Free Standard Shipping in the US on orders over $99

Layout optimization best practices: sources of your personal corpus (part 2)

Sep 4, 20241641 VIEWS

Welcome back to our series on designing custom keymaps! After looking into how good/bad QWERTY is, the power of layers, and the potential of custom keymaps, last time we took the first real step by examining your options for compiling a corpus.

As a recap: The corpus is simply a big chunk of text. We use this collection of textual data, often a single text file, to characterize your typing habits (calculating various language statistics), and feed it directly or indirectly as an input into layout optimization algorithms – to find the optimal keymap for you!

Today we’ll expand on this idea by exploring your options if, like me, you prefer a personalized corpus rather than grabbing some general (and mostly irrelevant) data available online.

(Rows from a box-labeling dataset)

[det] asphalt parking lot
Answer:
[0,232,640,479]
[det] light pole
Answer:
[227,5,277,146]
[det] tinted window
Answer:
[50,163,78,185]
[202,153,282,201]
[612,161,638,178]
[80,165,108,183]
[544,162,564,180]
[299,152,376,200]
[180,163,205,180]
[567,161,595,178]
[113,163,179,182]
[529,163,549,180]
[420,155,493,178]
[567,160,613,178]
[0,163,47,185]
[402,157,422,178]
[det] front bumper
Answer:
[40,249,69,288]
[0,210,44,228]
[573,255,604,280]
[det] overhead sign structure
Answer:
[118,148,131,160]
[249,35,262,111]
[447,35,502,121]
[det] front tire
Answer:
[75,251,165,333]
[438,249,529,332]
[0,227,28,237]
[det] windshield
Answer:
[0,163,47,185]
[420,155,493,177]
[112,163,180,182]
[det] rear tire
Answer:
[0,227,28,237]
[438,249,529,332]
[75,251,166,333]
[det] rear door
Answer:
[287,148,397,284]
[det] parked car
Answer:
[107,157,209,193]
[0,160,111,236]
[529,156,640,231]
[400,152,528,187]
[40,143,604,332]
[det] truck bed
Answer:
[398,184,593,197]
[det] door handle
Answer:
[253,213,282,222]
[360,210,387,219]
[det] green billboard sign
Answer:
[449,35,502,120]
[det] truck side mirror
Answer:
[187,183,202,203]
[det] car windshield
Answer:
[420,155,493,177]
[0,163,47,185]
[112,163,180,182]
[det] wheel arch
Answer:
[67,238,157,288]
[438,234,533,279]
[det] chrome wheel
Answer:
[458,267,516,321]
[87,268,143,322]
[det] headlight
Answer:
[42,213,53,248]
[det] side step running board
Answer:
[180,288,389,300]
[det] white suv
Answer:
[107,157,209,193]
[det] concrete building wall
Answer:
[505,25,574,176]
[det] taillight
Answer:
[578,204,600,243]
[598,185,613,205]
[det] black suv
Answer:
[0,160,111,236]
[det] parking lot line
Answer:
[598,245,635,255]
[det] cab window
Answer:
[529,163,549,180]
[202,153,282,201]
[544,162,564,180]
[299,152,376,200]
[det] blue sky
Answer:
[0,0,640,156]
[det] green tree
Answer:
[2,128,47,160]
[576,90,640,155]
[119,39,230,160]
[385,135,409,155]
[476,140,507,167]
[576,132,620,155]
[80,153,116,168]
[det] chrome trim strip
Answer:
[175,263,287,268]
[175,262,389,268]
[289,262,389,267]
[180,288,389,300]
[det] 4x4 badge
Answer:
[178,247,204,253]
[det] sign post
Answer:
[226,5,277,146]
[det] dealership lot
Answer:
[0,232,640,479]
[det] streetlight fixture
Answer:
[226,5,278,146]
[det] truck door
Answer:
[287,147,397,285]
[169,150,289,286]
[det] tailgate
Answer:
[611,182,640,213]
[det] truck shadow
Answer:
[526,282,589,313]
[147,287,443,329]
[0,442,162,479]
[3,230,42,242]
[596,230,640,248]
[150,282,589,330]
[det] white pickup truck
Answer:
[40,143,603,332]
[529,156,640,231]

---

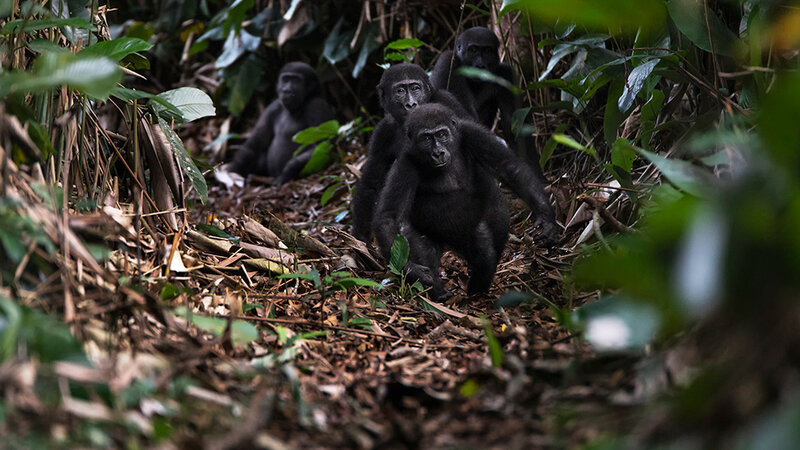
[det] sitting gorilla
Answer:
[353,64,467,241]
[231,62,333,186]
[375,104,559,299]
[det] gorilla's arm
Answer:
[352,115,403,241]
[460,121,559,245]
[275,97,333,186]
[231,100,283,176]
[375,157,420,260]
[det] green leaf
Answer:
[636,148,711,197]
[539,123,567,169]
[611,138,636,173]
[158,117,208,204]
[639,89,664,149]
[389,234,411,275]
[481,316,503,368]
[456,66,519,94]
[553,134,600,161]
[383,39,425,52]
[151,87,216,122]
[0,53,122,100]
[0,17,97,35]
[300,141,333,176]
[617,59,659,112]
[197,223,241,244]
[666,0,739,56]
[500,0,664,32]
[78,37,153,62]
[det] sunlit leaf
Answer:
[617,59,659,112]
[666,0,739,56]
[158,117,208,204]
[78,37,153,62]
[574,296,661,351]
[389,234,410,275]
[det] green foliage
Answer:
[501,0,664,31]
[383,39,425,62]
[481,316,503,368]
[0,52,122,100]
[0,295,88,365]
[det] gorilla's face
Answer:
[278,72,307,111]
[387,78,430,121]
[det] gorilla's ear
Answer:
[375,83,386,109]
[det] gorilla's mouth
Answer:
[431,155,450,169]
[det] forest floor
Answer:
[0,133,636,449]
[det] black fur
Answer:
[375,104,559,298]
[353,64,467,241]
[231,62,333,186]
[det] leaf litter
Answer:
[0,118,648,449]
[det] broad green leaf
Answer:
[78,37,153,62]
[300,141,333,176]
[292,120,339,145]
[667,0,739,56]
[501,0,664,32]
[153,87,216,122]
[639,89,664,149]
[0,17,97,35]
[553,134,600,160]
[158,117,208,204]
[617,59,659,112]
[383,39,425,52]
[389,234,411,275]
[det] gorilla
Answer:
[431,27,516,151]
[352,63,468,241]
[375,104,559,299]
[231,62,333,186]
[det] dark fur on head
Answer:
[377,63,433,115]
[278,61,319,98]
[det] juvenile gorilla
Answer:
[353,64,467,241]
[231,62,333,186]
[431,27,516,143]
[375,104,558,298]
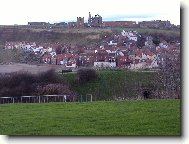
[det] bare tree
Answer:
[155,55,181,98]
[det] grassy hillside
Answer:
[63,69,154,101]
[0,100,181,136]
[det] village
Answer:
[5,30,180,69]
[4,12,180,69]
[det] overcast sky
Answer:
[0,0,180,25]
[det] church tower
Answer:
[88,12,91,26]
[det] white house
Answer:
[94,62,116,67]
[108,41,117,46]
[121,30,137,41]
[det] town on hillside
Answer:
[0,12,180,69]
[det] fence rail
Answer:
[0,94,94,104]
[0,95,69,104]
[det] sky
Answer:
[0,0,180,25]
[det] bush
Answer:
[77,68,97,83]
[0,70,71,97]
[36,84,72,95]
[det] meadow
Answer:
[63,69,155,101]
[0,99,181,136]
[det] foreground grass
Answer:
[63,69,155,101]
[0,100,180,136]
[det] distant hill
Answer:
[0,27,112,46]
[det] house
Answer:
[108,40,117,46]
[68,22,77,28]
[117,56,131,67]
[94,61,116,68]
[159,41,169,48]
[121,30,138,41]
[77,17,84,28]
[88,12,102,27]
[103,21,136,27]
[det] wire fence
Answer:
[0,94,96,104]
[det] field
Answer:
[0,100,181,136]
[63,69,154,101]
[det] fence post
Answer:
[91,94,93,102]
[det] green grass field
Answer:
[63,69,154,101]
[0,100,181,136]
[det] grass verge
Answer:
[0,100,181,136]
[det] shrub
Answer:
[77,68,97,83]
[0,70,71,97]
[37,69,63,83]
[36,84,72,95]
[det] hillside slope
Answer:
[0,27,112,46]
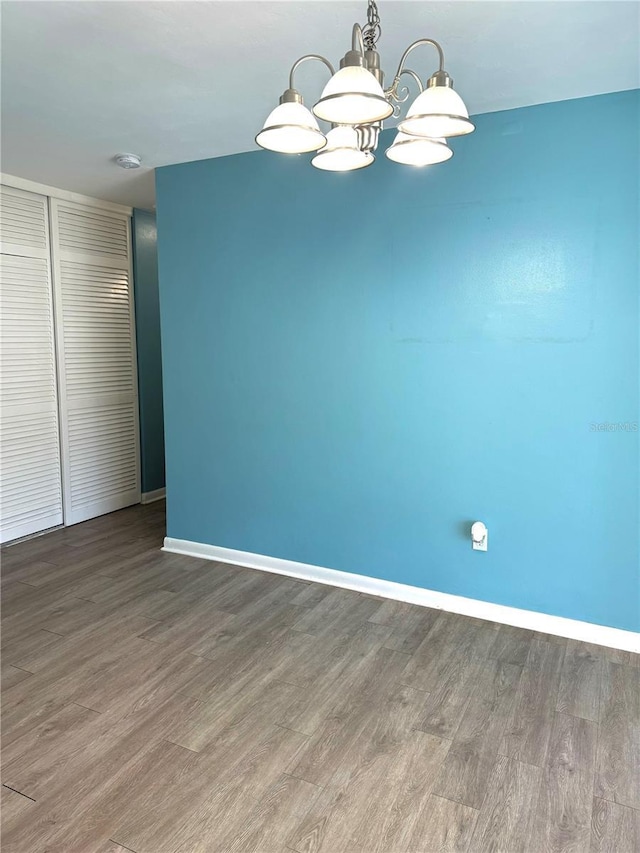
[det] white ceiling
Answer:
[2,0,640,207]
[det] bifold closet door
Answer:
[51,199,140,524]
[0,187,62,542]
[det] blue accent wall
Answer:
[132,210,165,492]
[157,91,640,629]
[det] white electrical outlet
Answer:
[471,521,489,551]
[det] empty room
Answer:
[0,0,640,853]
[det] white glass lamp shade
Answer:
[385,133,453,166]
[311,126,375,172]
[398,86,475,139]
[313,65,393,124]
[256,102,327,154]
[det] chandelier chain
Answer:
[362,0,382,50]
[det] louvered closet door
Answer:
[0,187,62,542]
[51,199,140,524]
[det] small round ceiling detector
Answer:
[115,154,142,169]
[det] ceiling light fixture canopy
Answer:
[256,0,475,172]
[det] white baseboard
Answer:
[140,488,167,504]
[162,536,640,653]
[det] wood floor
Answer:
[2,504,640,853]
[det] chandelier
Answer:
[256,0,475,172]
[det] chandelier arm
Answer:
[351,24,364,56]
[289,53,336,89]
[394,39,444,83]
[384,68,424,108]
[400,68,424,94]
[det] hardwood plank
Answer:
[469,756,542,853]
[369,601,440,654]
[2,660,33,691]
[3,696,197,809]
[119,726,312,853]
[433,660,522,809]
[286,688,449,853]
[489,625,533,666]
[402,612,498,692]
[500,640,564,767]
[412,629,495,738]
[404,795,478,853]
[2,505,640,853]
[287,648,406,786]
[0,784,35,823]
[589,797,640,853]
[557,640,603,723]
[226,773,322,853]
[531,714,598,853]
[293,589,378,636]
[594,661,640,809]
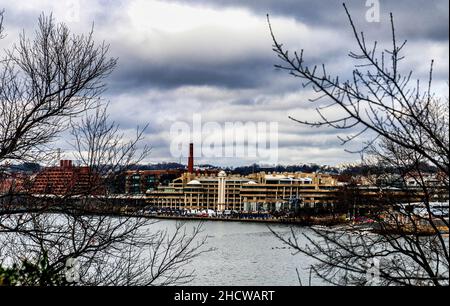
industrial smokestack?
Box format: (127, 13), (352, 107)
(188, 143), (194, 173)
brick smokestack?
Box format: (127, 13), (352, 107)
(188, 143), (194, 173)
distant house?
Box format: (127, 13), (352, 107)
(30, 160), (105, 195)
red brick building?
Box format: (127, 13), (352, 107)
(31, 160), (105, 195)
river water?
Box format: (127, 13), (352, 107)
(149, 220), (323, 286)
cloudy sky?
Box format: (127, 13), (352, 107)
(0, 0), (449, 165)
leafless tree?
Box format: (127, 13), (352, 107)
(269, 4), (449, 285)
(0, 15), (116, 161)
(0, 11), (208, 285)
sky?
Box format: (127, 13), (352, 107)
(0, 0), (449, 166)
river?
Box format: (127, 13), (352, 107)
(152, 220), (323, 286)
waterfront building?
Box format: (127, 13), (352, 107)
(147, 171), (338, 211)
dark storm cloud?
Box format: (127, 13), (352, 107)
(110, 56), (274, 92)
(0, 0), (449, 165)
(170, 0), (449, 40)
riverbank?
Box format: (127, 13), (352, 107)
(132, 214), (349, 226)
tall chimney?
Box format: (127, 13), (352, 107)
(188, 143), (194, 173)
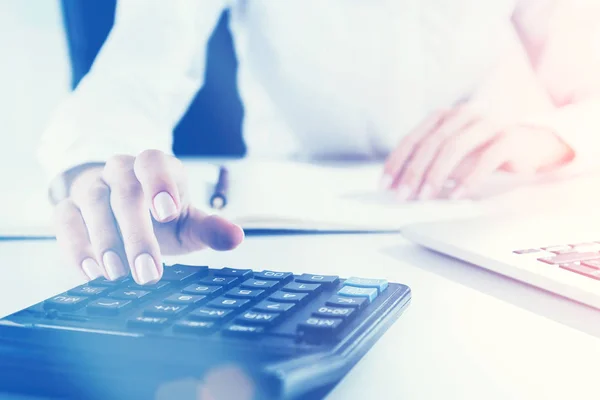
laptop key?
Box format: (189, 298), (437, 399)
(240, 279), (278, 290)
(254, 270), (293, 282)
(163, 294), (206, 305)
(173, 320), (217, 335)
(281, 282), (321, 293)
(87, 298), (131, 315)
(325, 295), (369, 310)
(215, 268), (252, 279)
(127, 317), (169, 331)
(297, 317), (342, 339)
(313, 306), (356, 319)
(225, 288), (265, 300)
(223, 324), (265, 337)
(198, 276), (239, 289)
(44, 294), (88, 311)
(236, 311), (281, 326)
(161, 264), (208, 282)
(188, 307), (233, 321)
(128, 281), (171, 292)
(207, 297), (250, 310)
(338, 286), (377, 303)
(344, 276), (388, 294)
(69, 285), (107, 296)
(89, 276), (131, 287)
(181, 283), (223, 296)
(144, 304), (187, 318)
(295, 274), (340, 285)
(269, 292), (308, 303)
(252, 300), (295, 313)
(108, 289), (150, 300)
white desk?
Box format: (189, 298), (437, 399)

### REQUIRED TASKS
1. Using the keymap article, decide whether each statement is true: (a) the corpus is often a single text file; (b) the writer prefers general data found online; (c) the previous post in the series looked at options for compiling a corpus. Answer yes or no for each and quote the words that settle it.
2. Pull out the part of the keymap article from "Layout optimization best" up to and including "compiling a corpus.", copying it word for word.
These rows come from a separate source.

### WRITTEN ANSWERS
1.
(a) Yes: "often a single text file"
(b) No: "like me, you prefer a personalized corpus rather than grabbing some general (and mostly irrelevant) data available online"
(c) Yes: "last time we took the first real step by examining your options for compiling a corpus"

2.
Layout optimization best practices: sources of your personal corpus (part 2)

Sep 4, 20241641 VIEWS

Welcome back to our series on designing custom keymaps! After looking into how good/bad QWERTY is, the power of layers, and the potential of custom keymaps, last time we took the first real step by examining your options for compiling a corpus.